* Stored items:
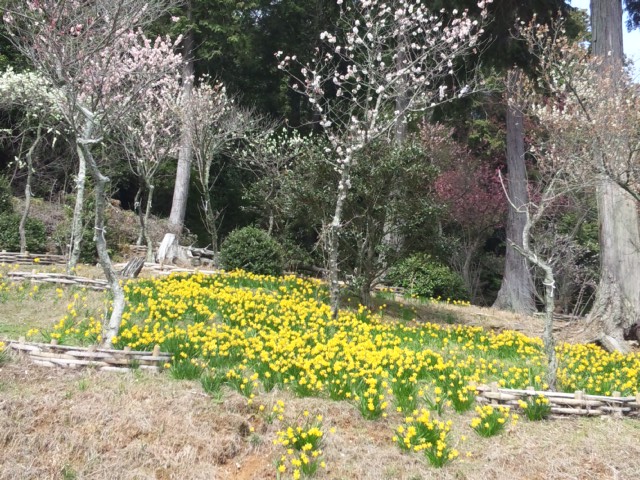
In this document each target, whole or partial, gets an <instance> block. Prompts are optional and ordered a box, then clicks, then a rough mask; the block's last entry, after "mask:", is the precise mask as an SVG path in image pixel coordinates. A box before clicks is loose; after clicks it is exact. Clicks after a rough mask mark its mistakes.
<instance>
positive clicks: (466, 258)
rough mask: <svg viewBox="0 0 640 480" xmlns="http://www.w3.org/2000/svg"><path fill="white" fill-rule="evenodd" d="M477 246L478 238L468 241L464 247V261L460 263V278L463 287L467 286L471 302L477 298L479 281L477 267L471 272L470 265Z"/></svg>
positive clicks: (477, 243) (479, 240) (479, 247)
mask: <svg viewBox="0 0 640 480" xmlns="http://www.w3.org/2000/svg"><path fill="white" fill-rule="evenodd" d="M479 248H480V239H479V238H477V239H475V240H472V241H470V242H468V244H467V246H466V248H465V249H464V263H463V264H462V280H463V281H464V284H465V287H467V291H468V292H469V296H470V297H471V300H472V301H473V302H475V301H476V300H477V295H478V283H479V282H478V274H477V268H476V269H475V271H473V272H472V271H471V266H472V263H473V259H474V257H475V256H476V252H477V251H478V249H479Z"/></svg>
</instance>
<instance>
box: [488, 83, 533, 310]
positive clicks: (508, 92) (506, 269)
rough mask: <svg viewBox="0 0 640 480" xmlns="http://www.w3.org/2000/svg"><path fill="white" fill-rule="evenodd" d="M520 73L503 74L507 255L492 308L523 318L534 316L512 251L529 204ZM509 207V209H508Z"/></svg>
mask: <svg viewBox="0 0 640 480" xmlns="http://www.w3.org/2000/svg"><path fill="white" fill-rule="evenodd" d="M519 83H520V73H519V72H517V71H516V70H511V71H509V72H508V73H507V178H508V185H507V189H508V195H509V198H510V199H511V202H510V205H509V210H508V213H507V228H506V230H507V240H508V241H507V253H506V257H505V268H504V276H503V278H502V285H501V287H500V291H499V292H498V297H497V298H496V301H495V302H494V304H493V306H494V308H499V309H501V310H511V311H513V312H516V313H520V314H523V315H531V314H532V313H534V312H535V310H536V307H535V300H534V292H535V290H534V285H533V279H532V278H531V272H530V271H529V268H528V266H527V261H526V259H525V258H524V257H523V256H522V255H520V254H519V253H518V251H517V250H516V247H522V245H523V230H524V226H525V223H526V215H525V214H524V213H523V211H522V210H521V207H523V206H524V205H527V204H528V203H529V192H528V190H527V167H526V165H525V161H524V115H523V113H522V110H521V108H520V107H519V106H518V99H517V93H516V92H517V88H518V85H519ZM511 203H513V205H511Z"/></svg>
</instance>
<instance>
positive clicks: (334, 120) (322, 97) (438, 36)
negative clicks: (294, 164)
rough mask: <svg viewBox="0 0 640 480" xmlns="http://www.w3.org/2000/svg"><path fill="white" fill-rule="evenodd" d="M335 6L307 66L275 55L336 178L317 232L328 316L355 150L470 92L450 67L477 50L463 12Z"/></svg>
mask: <svg viewBox="0 0 640 480" xmlns="http://www.w3.org/2000/svg"><path fill="white" fill-rule="evenodd" d="M485 3H486V2H484V1H483V2H479V4H478V5H479V6H480V8H481V9H482V10H481V12H480V15H479V17H480V18H485V17H486V10H484V7H485ZM338 4H339V5H340V6H341V9H342V11H341V16H340V20H339V23H338V25H337V26H336V32H335V33H333V32H323V33H322V34H321V36H320V39H321V40H322V41H323V42H324V44H323V46H322V48H318V49H317V50H316V52H315V57H314V60H313V61H312V62H309V63H305V64H301V63H300V62H299V61H298V59H297V58H295V57H291V56H284V55H283V53H282V52H278V53H277V54H276V55H277V57H278V58H280V60H281V63H280V68H281V69H283V70H285V71H286V72H287V73H288V74H289V75H290V76H291V77H292V79H293V84H292V87H293V88H294V89H296V90H298V91H299V92H300V93H302V94H303V95H304V96H305V97H306V98H307V99H308V101H309V102H310V104H311V106H312V107H313V109H314V111H315V113H316V115H317V118H318V119H319V124H320V126H321V127H322V128H323V129H324V131H325V133H326V135H327V138H328V140H329V143H330V144H331V150H332V155H333V157H334V165H335V168H336V169H337V171H338V172H339V173H340V179H339V182H338V188H337V192H336V202H335V210H334V213H333V218H332V219H331V221H330V222H329V223H328V224H327V225H326V228H325V232H324V237H325V242H324V244H325V249H326V251H327V257H328V262H327V263H328V270H329V283H330V296H331V308H332V314H333V316H334V317H337V315H338V309H339V302H340V298H339V297H340V287H339V252H338V245H339V235H340V233H341V229H342V215H343V210H344V205H345V202H346V199H347V191H348V190H349V187H350V183H351V178H350V175H351V168H352V166H353V162H354V153H355V152H357V151H358V150H361V149H362V148H363V147H364V146H365V145H367V144H370V143H371V142H373V141H375V140H377V139H379V138H381V137H384V136H386V135H389V134H391V132H393V130H394V129H395V128H396V127H397V126H398V125H399V124H402V123H403V122H404V121H405V120H406V119H408V118H409V116H410V115H411V113H414V112H418V111H420V112H422V111H424V110H425V109H427V108H429V107H432V106H434V105H436V104H438V103H441V102H443V101H446V100H448V99H450V98H451V96H460V95H463V94H465V93H466V92H467V91H469V90H470V89H471V88H472V87H470V86H469V85H468V84H466V83H464V82H463V84H462V85H461V86H460V88H459V89H458V90H455V89H454V88H452V85H460V83H456V82H454V81H453V79H454V78H455V73H456V70H455V68H456V67H455V62H457V61H458V60H459V59H460V58H463V57H464V56H465V55H467V54H470V53H473V52H475V51H476V49H477V42H478V38H479V34H480V33H481V32H482V29H481V27H480V25H479V21H478V20H474V19H472V18H470V16H469V13H468V12H467V11H464V12H458V11H455V10H454V11H452V12H450V13H449V12H443V13H436V12H431V11H429V10H428V8H427V7H426V6H425V5H424V4H422V3H419V2H414V1H409V0H401V1H398V2H394V3H393V4H388V3H384V2H382V1H378V0H370V1H366V2H359V1H347V2H343V1H342V0H338ZM447 82H449V83H448V84H447ZM398 99H401V100H402V101H399V102H398V101H397V100H398Z"/></svg>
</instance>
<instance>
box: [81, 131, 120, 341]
mask: <svg viewBox="0 0 640 480" xmlns="http://www.w3.org/2000/svg"><path fill="white" fill-rule="evenodd" d="M93 129H94V123H93V120H92V119H87V120H86V126H85V129H84V138H82V139H80V140H79V141H78V147H79V148H80V149H81V150H82V153H83V156H84V157H85V159H86V160H87V163H88V164H89V168H90V170H91V174H92V176H93V179H94V181H95V204H96V210H95V216H96V219H95V225H94V227H95V241H96V249H97V251H98V259H99V261H100V265H101V266H102V271H103V272H104V276H105V278H106V279H107V284H108V285H109V289H110V290H111V295H112V296H113V301H112V304H111V308H112V310H111V316H110V318H109V323H108V324H107V325H106V326H105V327H104V328H103V336H102V342H103V346H104V347H111V344H112V339H113V338H114V337H116V336H118V332H119V330H120V323H121V322H122V314H123V313H124V307H125V297H124V290H123V288H122V285H120V282H119V280H118V277H117V276H116V272H115V270H114V269H113V264H112V263H111V258H110V257H109V251H108V250H107V240H106V238H105V209H106V205H107V202H106V197H105V195H106V187H107V184H108V183H109V181H110V180H109V177H107V176H105V175H103V174H102V172H100V168H99V167H98V164H97V163H96V161H95V158H94V157H93V154H92V153H91V142H92V141H93V139H92V132H93Z"/></svg>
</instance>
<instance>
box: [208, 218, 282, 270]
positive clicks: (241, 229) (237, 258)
mask: <svg viewBox="0 0 640 480" xmlns="http://www.w3.org/2000/svg"><path fill="white" fill-rule="evenodd" d="M220 259H221V260H222V264H223V265H224V267H225V268H226V269H227V270H235V269H238V268H239V269H242V270H247V271H249V272H253V273H258V274H262V275H281V274H282V269H283V264H284V262H283V256H282V247H280V245H279V244H278V242H276V241H275V240H274V239H273V238H272V237H271V236H270V235H269V234H267V232H265V231H264V230H260V229H259V228H255V227H244V228H240V229H237V230H234V231H233V232H231V233H230V234H229V236H228V237H227V238H226V239H225V241H224V242H223V243H222V245H221V246H220Z"/></svg>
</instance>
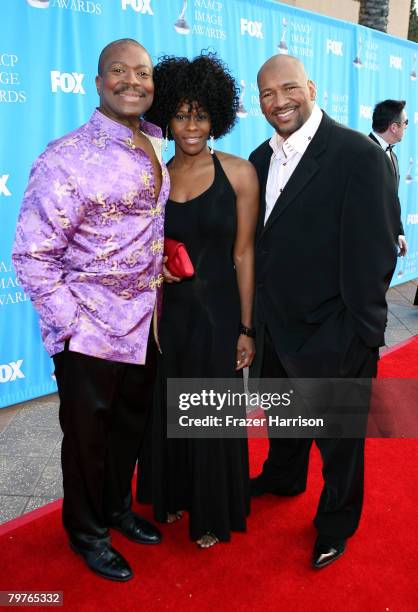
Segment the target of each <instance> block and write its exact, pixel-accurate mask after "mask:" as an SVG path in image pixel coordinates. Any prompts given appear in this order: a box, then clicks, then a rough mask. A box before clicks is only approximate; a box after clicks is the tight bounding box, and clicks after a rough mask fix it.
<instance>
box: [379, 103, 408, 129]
mask: <svg viewBox="0 0 418 612" xmlns="http://www.w3.org/2000/svg"><path fill="white" fill-rule="evenodd" d="M405 104H406V102H405V100H383V102H379V103H378V104H376V106H375V107H374V111H373V124H372V128H373V131H374V132H377V134H382V133H383V132H386V130H387V129H388V127H389V126H390V125H391V124H392V123H398V122H399V123H400V122H401V114H402V111H403V109H404V108H405Z"/></svg>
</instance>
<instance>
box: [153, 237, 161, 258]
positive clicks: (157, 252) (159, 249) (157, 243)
mask: <svg viewBox="0 0 418 612" xmlns="http://www.w3.org/2000/svg"><path fill="white" fill-rule="evenodd" d="M150 248H151V253H152V254H153V255H156V254H157V253H162V252H163V250H164V240H163V239H162V238H160V239H159V240H153V241H152V243H151V247H150Z"/></svg>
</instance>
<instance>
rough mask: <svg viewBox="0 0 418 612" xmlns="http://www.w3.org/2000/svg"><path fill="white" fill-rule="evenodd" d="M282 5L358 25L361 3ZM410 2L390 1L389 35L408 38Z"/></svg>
mask: <svg viewBox="0 0 418 612" xmlns="http://www.w3.org/2000/svg"><path fill="white" fill-rule="evenodd" d="M280 1H281V3H282V4H290V5H291V6H297V7H299V8H303V9H307V10H309V11H313V12H314V13H320V14H321V15H328V16H329V17H336V18H337V19H343V20H344V21H351V22H352V23H358V13H359V7H360V3H359V2H357V0H280ZM410 4H411V2H410V0H390V3H389V23H388V31H387V32H388V34H392V35H393V36H399V37H400V38H407V37H408V24H409V7H410Z"/></svg>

* WORK REQUEST:
Return the span of lines in the data above that opens at the line with "positive clicks: (466, 258)" and closes at the line with "negative clicks: (294, 164)", exactly, ends included, nothing else.

* THE COMPLETED TASK:
positive clicks: (466, 258)
rough mask: <svg viewBox="0 0 640 480" xmlns="http://www.w3.org/2000/svg"><path fill="white" fill-rule="evenodd" d="M477 246L478 238L468 241L464 247V261L460 263V278L463 287L467 286L471 302L477 298L479 281L477 267L471 272L470 265Z"/></svg>
positive clicks: (477, 243) (479, 240) (479, 247)
mask: <svg viewBox="0 0 640 480" xmlns="http://www.w3.org/2000/svg"><path fill="white" fill-rule="evenodd" d="M479 248H480V239H479V238H477V239H475V240H472V241H470V242H468V244H467V246H466V248H465V249H464V263H463V264H462V280H463V281H464V284H465V287H467V291H468V292H469V296H470V297H471V300H472V301H473V302H475V301H476V300H477V295H478V283H479V282H478V274H477V268H476V269H475V271H473V272H472V271H471V266H472V263H473V259H474V257H475V256H476V252H477V251H478V249H479Z"/></svg>
</instance>
<instance>
box: [488, 83, 533, 310]
positive clicks: (508, 92) (506, 269)
rough mask: <svg viewBox="0 0 640 480" xmlns="http://www.w3.org/2000/svg"><path fill="white" fill-rule="evenodd" d="M520 73L503 74L507 255L492 308L523 318L534 316L512 251L529 204ZM509 207V209H508Z"/></svg>
mask: <svg viewBox="0 0 640 480" xmlns="http://www.w3.org/2000/svg"><path fill="white" fill-rule="evenodd" d="M519 83H520V73H519V72H517V71H516V70H511V71H509V72H508V73H507V178H508V185H507V189H508V195H509V198H510V199H511V202H510V205H509V210H508V213H507V228H506V230H507V240H508V241H507V253H506V257H505V268H504V276H503V278H502V285H501V287H500V291H499V292H498V297H497V298H496V301H495V302H494V304H493V306H494V308H499V309H501V310H511V311H513V312H516V313H520V314H523V315H531V314H532V313H534V312H535V310H536V307H535V300H534V292H535V290H534V285H533V279H532V278H531V272H530V271H529V268H528V266H527V261H526V259H525V258H524V257H523V256H522V255H520V254H519V253H518V251H517V250H516V247H522V245H523V230H524V226H525V223H526V215H525V214H524V213H523V211H522V210H521V207H523V206H524V205H527V204H528V203H529V192H528V190H527V167H526V165H525V161H524V115H523V113H522V110H521V108H520V107H519V106H518V99H517V93H516V92H517V88H518V85H519ZM511 203H513V205H511Z"/></svg>
</instance>
<instance>
positive clicks: (334, 120) (322, 97) (438, 36)
negative clicks: (294, 164)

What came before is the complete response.